* **CONSIGNE 1**: Citez sans la moindre modification toutes les lignes du jeu de données de pointage d'objets, s'il vous plaît.

------ EXTRAIT

Publié par CEMO Centre - Paris
ad a b
ad ad ad

En Libye, un échec européen

dimanche 05/janvier/2020 - 12:11
La Reference
طباعة

Editorial du « Monde ». Un désastre géopolitique est en train d’ébranler les marches méridionales de l’Europe sous le regard impuissant d’une communauté internationale – et en particulier l’Union européenne – qui a lourdement failli. Le théâtre libyen, déjà en proie à un chaos récurrent depuis 2011, menace d’exploser en une conflagration régionale aux conséquences imprévisibles pour l’aire méditerranéenne. Comme pour la crise syrienne, les fractures internes du géant d’Afrique du Nord, grosso modo divisé entre deux pouvoirs régionaux rivaux – Tripolitaine (ouest) contre Cyrénaïque (est) –, sont exploitées et approfondies par des ingérences étrangères en pleine escalade.

L’un des protagonistes de cette internationalisation du conflit libyen est la Turquie de Recep Tayyip Erdogan, qui conjugue sa dérive autoritaire avec une tentation expansionniste en Méditerranée orientale de plus en plus affirmée. Le chef d’Etat turc a multiplié ces derniers jours les déclarations martiales sur la Libye, menaçant de dépêcher des troupes à la rescousse du gouvernement d’accord national (GAN) de Faïez Sarraj, basé à Tripoli. Déjà, des informations plausibles font état de l’acheminement vers Tripoli de miliciens syriens proturcs, prélude à un possible envoi de troupes d’Ankara en janvier.

La Turquie affirme qu’elle ne fait que voler au secours d’un gouvernement reconnu par la communauté internationale, mais livré à lui-même, face à l’assaut déclenché contre Tripoli par le maréchal dissident Khalifa Haftar, l’« homme fort » de l’Est libyen, basé à Benghazi. De fait, l’offre de services d’Erdogan aux autorités de Tripoli répond au soutien militaire étranger massif dont bénéficie déjà Haftar. 

Lucide sur les responsabilités

Il faut sonner l’alarme face à cette poudrière qu’est devenue la Libye. La spirale des ingérences étrangères menace non seulement les équilibres maritimes en Méditerranée orientale, mais aussi la stabilité de l’Afrique du Nord et du Sahel. Il faut être lucide sur les responsabilités.

------------

* **CONSIGNE 2**: Affichez à l'identique, dans l'éditorial sur la Libye, tout ce qui va de « Il faut sonner » jusqu'à « sur les responsabilités. ».

------ LIGNES FOURNIES

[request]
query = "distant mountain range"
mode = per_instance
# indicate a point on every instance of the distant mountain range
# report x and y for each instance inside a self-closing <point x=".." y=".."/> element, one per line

------------

* **RÉPONSE 1**:
[request]
query = "distant mountain range"
mode = per_instance
# indicate a point on every instance of the distant mountain range
# report x and y for each instance inside a self-closing <point x=".." y=".."/> element, one per line

* **RÉPONSE 2**:
Il faut sonner l’alarme face à cette poudrière qu’est devenue la Libye. La spirale des ingérences étrangères menace non seulement les équilibres maritimes en Méditerranée orientale, mais aussi la stabilité de l’Afrique du Nord et du Sahel. Il faut être lucide sur les responsabilités.